TEL AVIV — Prior to Wednesday’s strike against Palestinian demonstrators, senior Israeli military officers were expressing confidence that they would have the freedom to finish their mission in Gaza without intervention from Washington, D.C. As pressure and outrage mounted from European and Arab governments, American officials and even from Israeli opposition leaders, that confidence appeared to grow shakier by the hour as the Gaza operation continued. Israel’s attorney general was preparing to consider the legality of house demolitions, and government officials were on the defensive over the scale of civilian deaths.

Publicly, Israel continued to defend its stated objectives in this week’s Rafah incursion, foiling attempts at large-scale-weapons smuggling into Gaza, which Israel links to the growing violence there. In private conversations, however, senior commanders made it clear that the army was attempting in part to send a message, both to Palestinians and Israelis: The events of the previous week, in which 13 Israeli soldiers lost their lives in three separate incidents, would not make the army more hesitant or cautious in its actions. No one called the overall operation “revenge” or even “retaliation,” but it seemed well in line with sentiments expressed by senior military leaders in the days between last week’s attacks on Israel’s troops and this week’s incursion into the Rafah refugees camp in southern Gaza.

**Stored rows**

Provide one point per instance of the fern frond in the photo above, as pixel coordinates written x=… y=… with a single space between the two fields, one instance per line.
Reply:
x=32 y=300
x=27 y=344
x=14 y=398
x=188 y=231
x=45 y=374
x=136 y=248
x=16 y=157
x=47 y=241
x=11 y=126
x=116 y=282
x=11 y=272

**What is needed**
Can you reproduce, word for word, the part of the Rafah incursion article above starting at "TEL AVIV — Prior" and ending at "of civilian deaths."?

**Finished exercise**
TEL AVIV — Prior to Wednesday’s strike against Palestinian demonstrators, senior Israeli military officers were expressing confidence that they would have the freedom to finish their mission in Gaza without intervention from Washington, D.C. As pressure and outrage mounted from European and Arab governments, American officials and even from Israeli opposition leaders, that confidence appeared to grow shakier by the hour as the Gaza operation continued. Israel’s attorney general was preparing to consider the legality of house demolitions, and government officials were on the defensive over the scale of civilian deaths.